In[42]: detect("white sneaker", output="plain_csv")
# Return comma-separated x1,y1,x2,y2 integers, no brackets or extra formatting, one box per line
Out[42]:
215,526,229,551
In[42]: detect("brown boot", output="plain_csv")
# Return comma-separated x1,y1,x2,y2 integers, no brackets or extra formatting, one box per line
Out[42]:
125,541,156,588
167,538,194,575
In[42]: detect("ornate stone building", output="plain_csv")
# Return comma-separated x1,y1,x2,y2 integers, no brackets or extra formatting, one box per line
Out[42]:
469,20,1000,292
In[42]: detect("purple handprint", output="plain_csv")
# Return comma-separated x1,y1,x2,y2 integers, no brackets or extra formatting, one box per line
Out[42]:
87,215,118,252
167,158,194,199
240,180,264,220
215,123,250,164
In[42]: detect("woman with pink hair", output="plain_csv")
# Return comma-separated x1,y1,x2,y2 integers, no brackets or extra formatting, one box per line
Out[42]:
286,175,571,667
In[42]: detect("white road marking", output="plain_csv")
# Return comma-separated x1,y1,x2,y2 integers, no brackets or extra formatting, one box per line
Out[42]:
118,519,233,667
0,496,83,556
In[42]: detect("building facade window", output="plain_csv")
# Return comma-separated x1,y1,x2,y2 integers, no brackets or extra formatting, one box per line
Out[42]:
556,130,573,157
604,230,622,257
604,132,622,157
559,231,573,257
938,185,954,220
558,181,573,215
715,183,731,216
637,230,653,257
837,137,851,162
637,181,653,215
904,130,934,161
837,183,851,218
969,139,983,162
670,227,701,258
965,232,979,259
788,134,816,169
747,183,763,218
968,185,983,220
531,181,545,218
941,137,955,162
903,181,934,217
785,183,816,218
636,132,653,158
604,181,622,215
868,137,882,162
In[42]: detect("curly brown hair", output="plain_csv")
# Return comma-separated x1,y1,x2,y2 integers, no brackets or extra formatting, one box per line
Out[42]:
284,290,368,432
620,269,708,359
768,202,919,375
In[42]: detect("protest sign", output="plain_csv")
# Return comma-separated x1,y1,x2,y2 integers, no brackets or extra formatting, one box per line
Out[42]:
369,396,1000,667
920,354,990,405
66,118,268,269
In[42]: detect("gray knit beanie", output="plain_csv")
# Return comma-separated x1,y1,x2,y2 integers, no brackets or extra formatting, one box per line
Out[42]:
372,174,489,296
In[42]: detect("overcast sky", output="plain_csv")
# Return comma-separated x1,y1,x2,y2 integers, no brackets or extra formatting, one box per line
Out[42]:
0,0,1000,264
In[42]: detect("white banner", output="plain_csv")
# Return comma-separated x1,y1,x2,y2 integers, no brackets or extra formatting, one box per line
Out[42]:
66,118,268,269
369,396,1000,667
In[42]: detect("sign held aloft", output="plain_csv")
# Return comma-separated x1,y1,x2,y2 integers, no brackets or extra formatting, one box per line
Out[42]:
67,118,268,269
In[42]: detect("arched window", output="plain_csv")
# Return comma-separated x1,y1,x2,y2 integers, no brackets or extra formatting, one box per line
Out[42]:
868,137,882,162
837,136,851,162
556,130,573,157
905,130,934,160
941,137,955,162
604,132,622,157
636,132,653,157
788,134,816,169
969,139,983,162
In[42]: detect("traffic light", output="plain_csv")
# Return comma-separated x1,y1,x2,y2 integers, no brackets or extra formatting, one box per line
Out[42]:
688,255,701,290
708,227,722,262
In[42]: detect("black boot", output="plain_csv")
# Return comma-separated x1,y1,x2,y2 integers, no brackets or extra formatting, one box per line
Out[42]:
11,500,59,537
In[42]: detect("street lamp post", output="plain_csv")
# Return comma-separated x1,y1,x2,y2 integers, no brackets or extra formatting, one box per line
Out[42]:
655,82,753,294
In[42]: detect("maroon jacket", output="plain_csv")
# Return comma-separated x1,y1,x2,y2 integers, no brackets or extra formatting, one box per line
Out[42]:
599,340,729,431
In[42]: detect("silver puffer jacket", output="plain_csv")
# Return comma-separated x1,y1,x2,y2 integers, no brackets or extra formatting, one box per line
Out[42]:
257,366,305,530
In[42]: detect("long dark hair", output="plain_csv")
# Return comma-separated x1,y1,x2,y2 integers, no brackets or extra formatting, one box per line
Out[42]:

········

Please copy out all of the material above, character for character.

» The output:
In[42]: detect("white sneaker", output="plain_csv")
# Return comma-separated x1,y1,x2,y2 integers, no brackets or extra formatting, one box per line
Out[42]:
215,526,229,551
In[42]: detect("brown boot", output="plain_csv")
# Return comma-separated x1,y1,x2,y2 integers, no brackets or extra formatting, one box per line
Out[42]:
125,541,156,588
167,538,194,575
In[42]: detect("ornate stone building", output="plain_csv")
# Return comma-separated x1,y1,x2,y2 integers, no brackets or extra formatting, one box per line
Out[42]:
469,20,1000,292
In[42]: detect("purple handprint", output="plain_csv")
# Return comma-separated x1,y1,x2,y2 integers, no brackets or extra formatting, one box per line
Out[42]:
87,215,118,252
167,158,194,199
240,180,264,220
215,123,250,164
In[42]: detect("woman with pink hair", output="plain_csv")
# Return comma-separated x1,y1,x2,y2 integers, no brackets or extra formatting, one box per line
Out[42]:
286,175,571,667
In[42]: detect("white road marking", output="plain_csv")
# Return comma-separated x1,y1,x2,y2 integers, no brackets or extra formatting, one box per line
Out[42]:
118,519,233,667
0,496,83,556
In[42]: detect("building facade window", output="plain_csv")
# Return comma-separated x1,y1,x2,y2 integers, no brackets or extra formatting, one box per line
Out[42]:
556,130,573,157
604,230,622,257
604,132,622,157
559,231,573,257
938,185,954,220
558,181,573,215
715,183,731,216
637,230,653,257
837,137,851,162
637,181,653,215
904,130,934,161
837,183,851,218
969,139,983,162
670,227,701,258
965,232,979,259
788,134,816,169
747,183,763,218
968,185,983,220
531,181,545,218
941,137,955,162
903,181,934,217
785,183,816,218
636,132,653,158
604,181,622,215
868,137,882,162
In[42]: detect("curly brown hair", output="plain_csv")
# Return comma-separated x1,y1,x2,y2 integers, no brackets or extra formatting, one box per line
Out[42]:
284,290,368,432
620,269,708,359
768,202,919,375
In[42]: detect("protest sign", output="plain_csv")
# Return comma-separated x1,y1,x2,y2 integers, no brackets or extra formatting, one box per line
Out[42]:
369,396,1000,667
920,354,990,405
66,118,268,269
In[42]: detect("gray knit beanie", output="plain_csv")
# Return comma-separated x1,y1,x2,y2 integers, no brackets or extra formatting, one box per line
Out[42]:
372,174,489,296
In[42]: detect("overcast sky", output="plain_csv")
# Return comma-separated x1,y1,x2,y2 integers, no brackets or extra formatting, one box per line
Out[42]:
0,0,1000,264
In[42]: detect("white banner", output="plain_csv")
# Return comma-separated x1,y1,x2,y2 integers, no brackets or extra formatting, one box per line
Out[42]:
66,118,268,269
369,396,1000,667
In[42]: detect("sign held aloft", output="plain_csv")
# Return comma-separated x1,y1,x2,y2 integers, no brackets or extra formatting, one box per line
Out[42]:
67,118,268,269
In[42]: detect("arched window", output="plain_csv")
# Return comma-separated x1,y1,x2,y2 integers, no brackets or extra formatting, one box per line
Out[42]:
868,137,882,162
837,136,851,162
556,130,573,157
905,130,934,160
941,137,955,162
604,132,622,157
636,132,653,157
788,134,816,169
969,139,983,162
In[42]: detect("traffic light", output="plain_csv")
# Return comma-separated x1,y1,x2,y2 integers, no brackets or extra formatting, one box per line
Out[42]:
688,255,701,290
708,227,722,262
In[42]: detect("black boot", output="plain_csv")
# Return comma-separated x1,y1,x2,y2 integers, no brackets or extra formatting, one box per line
Out[42]:
11,500,59,537
In[42]: detect("street lamp post", output="plain_csv")
# Return comma-separated x1,y1,x2,y2 integers, no brackets or extra formatting, one box per line
Out[42]:
655,82,753,294
In[42]: detect("maroon jacket", output="plain_csv")
# Return comma-separated x1,y1,x2,y2 integers, no brackets or extra formatting, one box per line
Out[42]:
599,340,729,431
In[42]: detect("silver puffer jacket", output="plain_csv")
# Return comma-separated x1,y1,x2,y2 integers, no brackets or extra formatting, one box per line
Out[42]:
257,366,305,530
In[42]: detect("long dark hair", output="plain_csv")
# Return comma-separated x1,y1,x2,y2 integers, no brackets or extra formatting, one box per line
Out[42]:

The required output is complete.